• _SOURCE TEXT_:
==*==

4.) You’re the last 4000 people of humanity. You’re living in a space station that’s wearing thin, that’s about to run out of oxygen. But instead of using your resources and manpower, you kill them when they commit a minor crime/when they find out a flaw in the station’s system that would result to its eventual breaking down/when they use a little bit too much anaesthesia while saving someone from a fatal gunshot wound.
What. The. Flying. Fuck.
Seriously. What is wrong with you people? Are you seriously going to kill the experts who are pretty much the foundation of your entire community? An engineer who was able to find a flaw when nobody else was able to? A doctor who saved someone’s life? You seriously think a dose of anesthesia is much more important and worth the life and skills of someone else? What kind of drugs are you guys smoking????

==*==

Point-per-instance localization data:

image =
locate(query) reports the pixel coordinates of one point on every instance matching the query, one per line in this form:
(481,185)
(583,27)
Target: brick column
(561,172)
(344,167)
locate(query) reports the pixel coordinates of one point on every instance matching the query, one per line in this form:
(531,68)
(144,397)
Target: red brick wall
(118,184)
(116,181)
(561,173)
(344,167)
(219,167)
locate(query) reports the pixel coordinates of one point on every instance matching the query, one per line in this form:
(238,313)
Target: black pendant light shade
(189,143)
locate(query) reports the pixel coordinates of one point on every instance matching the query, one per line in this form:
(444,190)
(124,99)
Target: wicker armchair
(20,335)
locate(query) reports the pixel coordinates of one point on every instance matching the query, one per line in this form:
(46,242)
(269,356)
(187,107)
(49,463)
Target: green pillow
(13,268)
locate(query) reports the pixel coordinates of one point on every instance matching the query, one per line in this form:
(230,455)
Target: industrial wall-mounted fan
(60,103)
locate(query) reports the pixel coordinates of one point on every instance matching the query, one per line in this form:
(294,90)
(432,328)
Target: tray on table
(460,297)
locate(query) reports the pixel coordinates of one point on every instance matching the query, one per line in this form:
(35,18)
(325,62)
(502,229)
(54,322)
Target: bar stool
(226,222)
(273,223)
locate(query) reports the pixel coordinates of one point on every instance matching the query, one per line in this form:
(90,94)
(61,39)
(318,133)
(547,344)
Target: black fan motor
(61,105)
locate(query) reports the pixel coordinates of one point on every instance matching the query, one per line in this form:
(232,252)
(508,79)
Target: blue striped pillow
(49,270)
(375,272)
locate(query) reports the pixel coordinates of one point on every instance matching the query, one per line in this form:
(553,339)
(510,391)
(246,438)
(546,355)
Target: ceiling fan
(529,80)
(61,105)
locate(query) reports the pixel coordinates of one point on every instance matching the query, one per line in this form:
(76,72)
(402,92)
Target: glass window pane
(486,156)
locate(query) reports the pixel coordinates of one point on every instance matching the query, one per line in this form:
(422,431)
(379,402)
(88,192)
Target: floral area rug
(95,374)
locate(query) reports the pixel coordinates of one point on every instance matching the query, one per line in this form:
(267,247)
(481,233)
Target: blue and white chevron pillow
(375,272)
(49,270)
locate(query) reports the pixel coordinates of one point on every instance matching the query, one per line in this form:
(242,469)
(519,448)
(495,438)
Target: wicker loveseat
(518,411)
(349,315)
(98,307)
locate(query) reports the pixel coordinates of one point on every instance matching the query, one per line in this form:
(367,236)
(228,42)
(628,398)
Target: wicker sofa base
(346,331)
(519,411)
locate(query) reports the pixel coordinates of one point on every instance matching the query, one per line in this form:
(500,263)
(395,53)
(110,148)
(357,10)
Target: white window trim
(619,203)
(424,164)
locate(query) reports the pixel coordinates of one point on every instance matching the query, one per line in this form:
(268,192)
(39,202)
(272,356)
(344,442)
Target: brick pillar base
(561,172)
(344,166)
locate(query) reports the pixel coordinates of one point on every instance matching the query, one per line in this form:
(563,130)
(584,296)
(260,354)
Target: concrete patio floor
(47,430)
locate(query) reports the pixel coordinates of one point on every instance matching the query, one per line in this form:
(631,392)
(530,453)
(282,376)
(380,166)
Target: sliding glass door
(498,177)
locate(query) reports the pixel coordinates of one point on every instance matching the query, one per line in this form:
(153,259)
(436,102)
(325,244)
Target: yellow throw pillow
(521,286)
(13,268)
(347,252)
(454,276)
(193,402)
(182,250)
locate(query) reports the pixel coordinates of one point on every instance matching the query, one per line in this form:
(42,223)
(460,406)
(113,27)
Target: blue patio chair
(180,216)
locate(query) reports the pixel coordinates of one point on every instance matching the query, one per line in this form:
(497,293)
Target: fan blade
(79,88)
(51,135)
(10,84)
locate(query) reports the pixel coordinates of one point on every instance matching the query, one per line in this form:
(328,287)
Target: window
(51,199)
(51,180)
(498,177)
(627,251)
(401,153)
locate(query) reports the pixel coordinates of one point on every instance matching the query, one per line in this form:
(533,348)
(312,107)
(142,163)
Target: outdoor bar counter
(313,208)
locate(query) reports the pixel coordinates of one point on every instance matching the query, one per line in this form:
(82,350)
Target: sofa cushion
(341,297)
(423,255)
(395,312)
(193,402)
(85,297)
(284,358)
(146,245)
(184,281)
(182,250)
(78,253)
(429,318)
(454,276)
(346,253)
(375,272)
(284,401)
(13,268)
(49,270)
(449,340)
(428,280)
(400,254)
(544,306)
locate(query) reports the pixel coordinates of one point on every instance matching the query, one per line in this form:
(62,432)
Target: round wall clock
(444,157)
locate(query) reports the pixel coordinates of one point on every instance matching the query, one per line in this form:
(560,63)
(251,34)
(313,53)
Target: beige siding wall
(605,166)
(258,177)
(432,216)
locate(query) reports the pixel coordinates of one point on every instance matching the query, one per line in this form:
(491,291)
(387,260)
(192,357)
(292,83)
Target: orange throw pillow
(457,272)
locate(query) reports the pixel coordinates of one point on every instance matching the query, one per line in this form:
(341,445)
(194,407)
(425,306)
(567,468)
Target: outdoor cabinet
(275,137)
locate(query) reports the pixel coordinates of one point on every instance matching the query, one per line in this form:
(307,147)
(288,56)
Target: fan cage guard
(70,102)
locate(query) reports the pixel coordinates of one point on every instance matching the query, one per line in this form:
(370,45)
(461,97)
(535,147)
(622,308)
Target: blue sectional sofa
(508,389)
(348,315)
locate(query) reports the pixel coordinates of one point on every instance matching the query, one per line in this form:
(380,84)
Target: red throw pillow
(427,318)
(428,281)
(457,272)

==*==

• _PROBLEMS AND TASKS_:
1 – Reproduce, word for word, the part of the space station passage that begins with the words containing "Seriously. What is" and ends with "you guys smoking????".
2 – Resume the passage about the failing space station, picking up right after its last sentence.

• _YOUR RESPONSES_:
1 –
Seriously. What is wrong with you people? Are you seriously going to kill the experts who are pretty much the foundation of your entire community? An engineer who was able to find a flaw when nobody else was able to? A doctor who saved someone’s life? You seriously think a dose of anesthesia is much more important and worth the life and skills of someone else? What kind of drugs are you guys smoking????

2 –
And seriously, you’re putting your lives in the hands of a hundred delinquents? Why not send real experts who can really analyse data in the planet? Heck, with our technology today, you can guess the components of planets light years away and you can’t see radioactivity going on in Earth? Also, Geiger counter. Ever heard of it?
I’m not buying it, guys.
I am very unimpressed. The bad stuff overshadow the few good. Couple that with immature and juvenile writing, bad acting, seriously cliché tropes, big plotholes, and it all comes down to one more TV show that thinks the viewers are a mindless audience. Gone are the days when sci-fi used to be awesome. Gone are the days when sci fi shows were well though-out, with an intelligent plot and intelligent dialogue. I’m still going to continue this series, with a very dim hope it will get better. I’m not betting on it though.